## Objetivo 1:
Segundo o texto sobre Eduardo Cunha e o STF, quem encaminhou ao Supremo, no dia 16, a ação cautelar pedindo o afastamento do presidente da Câmara?
## Objetivo 2:
Prossiga com o texto sobre Eduardo Cunha e o STF a partir da última frase apresentada.

Adalberto Monteiro*, no Blog do
Renato
Em
2 de dezembro de 2015, o PT anunciou o voto de seus parlamentares contra
Eduardo Cunha no Conselho de Ética. Nesse dia, mesmo a grande mídia estampou
manchetes, segundo as quais, “por vingança”, Cunha havia aceitado o pedido de impeachment contra a presidenta Dilma. Em seguida,
no dia 16, o Procurador-Geral da República, Rodrigo Janot, encaminhou ao
Supremo Tribunal Federal (STF) uma ação cautelar requerendo que o presidente da
Câmara fosse afastado da presidência da Câmara e também do mandato.
De lá para cá, o STF ficou deitado em berço
confortável e esplêndido, embora as ruas esgoelassem, embora juristas e
advogados bradassem, embora a consciência democrática da Nação até implorasse,
para que o Supremo, em socorro à Constituição, detivesse o arrogante “delinquente”,
conforme o termo usado pela própria Procuradoria-Geral da República.
O delinquente fez uma barganha com o traidor
Michel Temer e o golpista Aécio Neves. Cunha desencadearia o impeachment,
se vingaria do PT e, para além disso, teria em troca a proteção de Temer e
Aécio contra as garras da Lei e do Conselho de Ética. Michel Temer se tornaria
presidente sem um único voto. E Aécio, o PSDB teria um quinhão no futuro
governo.
Passou-se um mês. Passaram-se dois, passaram-se
três, quatro, quase 5 meses, e o STF nada fez.
O povo, os trabalhadores, as forças da democracia,
os partidários do Estado Democrático de Direito fizeram e fazem sua parte. O
STF optou pelo silêncio. Lavou as mãos.
Tendo o Supremo cruzado os braços, Cunha, em
nítido crime de desvio de poder, usou seu cargo para se proteger e comandou com
arrogância o processo de um impeachment fraudulento contra a presidenta Dilma
Rousseff. Processo vitorioso na infame sessão do dia 17 de abril.
Ontem, 5 de maio, por unanimidade, o STF suspendeu
Cunha do posto e do mandato.
A opinião pública indaga: Se Cunha é tudo isso que
vossas excelências afirmam – e de fato ele é, e muito mais –, por que demoraram
tanto? Por que não fizeram aquilo que a Constituição lhes ordena?

## Registros de apontamento:

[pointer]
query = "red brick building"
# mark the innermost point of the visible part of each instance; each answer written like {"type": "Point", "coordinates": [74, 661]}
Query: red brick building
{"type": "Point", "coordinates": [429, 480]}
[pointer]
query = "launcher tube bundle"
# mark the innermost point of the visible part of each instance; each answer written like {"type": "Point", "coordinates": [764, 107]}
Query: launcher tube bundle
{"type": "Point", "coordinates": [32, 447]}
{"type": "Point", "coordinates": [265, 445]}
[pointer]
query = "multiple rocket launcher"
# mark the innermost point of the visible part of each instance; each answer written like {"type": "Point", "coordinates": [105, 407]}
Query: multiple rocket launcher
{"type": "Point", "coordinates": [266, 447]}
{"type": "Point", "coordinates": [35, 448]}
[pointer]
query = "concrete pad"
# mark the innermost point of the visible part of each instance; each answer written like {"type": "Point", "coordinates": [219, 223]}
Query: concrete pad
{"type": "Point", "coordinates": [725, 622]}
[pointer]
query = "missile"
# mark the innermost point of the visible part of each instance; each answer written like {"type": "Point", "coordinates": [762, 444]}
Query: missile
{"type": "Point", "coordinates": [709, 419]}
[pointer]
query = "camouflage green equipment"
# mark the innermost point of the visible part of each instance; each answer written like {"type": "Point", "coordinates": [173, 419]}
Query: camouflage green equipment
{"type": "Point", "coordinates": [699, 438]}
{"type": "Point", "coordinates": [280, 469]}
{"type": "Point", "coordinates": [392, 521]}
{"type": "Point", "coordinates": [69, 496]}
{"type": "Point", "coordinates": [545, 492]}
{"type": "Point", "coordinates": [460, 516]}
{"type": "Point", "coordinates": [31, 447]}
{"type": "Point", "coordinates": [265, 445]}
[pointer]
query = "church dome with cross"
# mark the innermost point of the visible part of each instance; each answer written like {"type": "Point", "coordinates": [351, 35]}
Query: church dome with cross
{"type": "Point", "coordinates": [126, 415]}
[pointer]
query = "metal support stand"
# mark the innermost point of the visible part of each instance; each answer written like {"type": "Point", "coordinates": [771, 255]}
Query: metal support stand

## Resposta do exercício 1:
O Procurador-Geral da República, Rodrigo Janot.

## Resposta do exercício 2:
“O tempo da Justiça não é o tempo da
política e nem o tempo da mídia. Tem ritos, procedimentos e prazos que
temos que observar”, ponderou o honrado presidente do STF, ministro
Lewandovski.
O ministro da Justiça Eugênio Aragão, que é membro
do Ministério Público Federal, também lastimou a decisão tardia do STF. Mas
justificou a demora de mil séculos do ministro Teori Zavaski. Aragão argumentou
que o ministro Teori só poderia levar a matéria a voto quando tivesse certeza
de que seria apoiado pela maioria de seus pares. Por esse raciocínio se
pedisse o afastamento e perdesse, fortaleceria Cunha em vez de ceifar a erva
daninha.
Desse modo, se conclui que o tempo da Justiça,
desafortunadamente, pode se prestar a favorecer a injustiça. A primeira mulher
presidenta do Brasil, honrada, proba, que não cometeu nenhum crime de
responsabilidade, juntamente com a democracia, estão sendo golpeados, 54
milhões de votos estão sendo incinerados, e a Justiça por conta do relógio que
a rege não pode fazer nada.
Só se formou maioria no Supremo, no caso
unanimidade, quando o golpe está a dois passos de ser consumado: votação da
admissibilidade pelo Plenário do Senado e o julgamento. A maioria somente se
somou quando se tornou conveniente para o êxito da trama golpista.
Só se gestou a maioria quando os veículos de
comunicação informam que Michel Temer – que até ontem jantava com Cunha para
recompensá-lo com ministério e cargos pelos serviços prestados – agora estaria
aliviado, pois Cunha como o primeiro da linha sucessória seria um inconveniente
dos diabos.
A decisão é tardia, mas como disse a presidenta
Dilma Rousseff, antes “tarde do que nunca”.
Mesmo tardia, a decisão é reveladora e com sérias
implicações.
É reveladora, é pedagógica para a opinião pública.
Um “delinquente” – repitimos, expressão da Procuradoria-Geral da República –
conduziu o processo de impeachment.
Vem as implicações. Ora, isto não comprova que o
processo de impeachment é várias vezes ilegítimo? Ilegítimo porque nasceu por
um ato de vingança de um “delinquente” enlaçado com uma barganha com os
golpistas Michel Temer e Aécio Neves. Ilegítimo porque todo processo na Câmara
foi conduzido por ele; ilegítimo, porque não há crime de responsabilidade
contra a presidenta Dilma.
Embora tardia, a suspensão de Cunha provoca
contradições no âmbito dos golpistas. Conseguirá Michel Temer oferecer ao “rei”
destronado alguma compensação, impedir a cassação dele, por exemplo?
O que acontecerá com a base parlamentar do governo
ilegítimo de Temer sem as rédeas curtas de Cunha?
Um fantasma ronda o Jaburu e, na semana próxima,
rondará o Palácio do Planalto. Esse fantasma é a especulada delação premiada de
Cunha. Temer terá paz diante da sombra desse ser das trevas?
E o STF como reagirá caso a defesa da presidenta Dilma
requeira a nulidade dos atos de Cunha?
Ou fazendo a pergunta de outro modo: Quando os
ponteiros do relógio do Supremo irão se sincronizar com a necessidade
imperativa de se fazer valer a Constituição?
Os dias irão nos responder.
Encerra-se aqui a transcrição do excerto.